=== TEXTE DE LA PAGE ===
______________________________
Alors qu’elle ne donne plus depuis très longtemps de devoirs à réaliser à la maison à ses élèves, Agathe Mezzadri-Guedj préfère leur indiquer les thèmes de 40 à 50 sujets de dissertation qu’elles est susceptible de leur demander en cours pour qu’ils les soumettent aux IA « sachant que ces dernières ne sont pas encore capables d’écrire une dissertation de très bon niveau. En littérature et philosophie, les IA se fondent sur un petit nombre de grands textes. On retrouve des extraits des « Misérables » dans toutes les dissertations ».

Le MESR partenaire de Mistral AI. Le ministère chargé de l’Enseignement supérieur et de la Recherche (MESR) et l’Agence de mutualisation des universités et établissements (AMUE) ont lancé cette semaine un partenariat d’innovation avec Mistral AI visant à développer un agent conversationnel intelligent, conçu pour « répondre aux besoins spécifiques des étudiants, enseignants et personnels administratifs de l’enseignement supérieur ».
______________________________
=== MATÉRIEL SOURCE ===

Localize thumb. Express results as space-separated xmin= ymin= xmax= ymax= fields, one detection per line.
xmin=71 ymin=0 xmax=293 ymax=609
______________________________
=== TRAVAIL À RÉALISER ===
Pouvez-vous recopier intégralement le texte de la page, sans y changer un seul mot ?

=== RÉSULTAT OBTENU ===
Alors qu’elle ne donne plus depuis très longtemps de devoirs à réaliser à la maison à ses élèves, Agathe Mezzadri-Guedj préfère leur indiquer les thèmes de 40 à 50 sujets de dissertation qu’elles est susceptible de leur demander en cours pour qu’ils les soumettent aux IA « sachant que ces dernières ne sont pas encore capables d’écrire une dissertation de très bon niveau. En littérature et philosophie, les IA se fondent sur un petit nombre de grands textes. On retrouve des extraits des « Misérables » dans toutes les dissertations ».

Le MESR partenaire de Mistral AI. Le ministère chargé de l’Enseignement supérieur et de la Recherche (MESR) et l’Agence de mutualisation des universités et établissements (AMUE) ont lancé cette semaine un partenariat d’innovation avec Mistral AI visant à développer un agent conversationnel intelligent, conçu pour « répondre aux besoins spécifiques des étudiants, enseignants et personnels administratifs de l’enseignement supérieur ».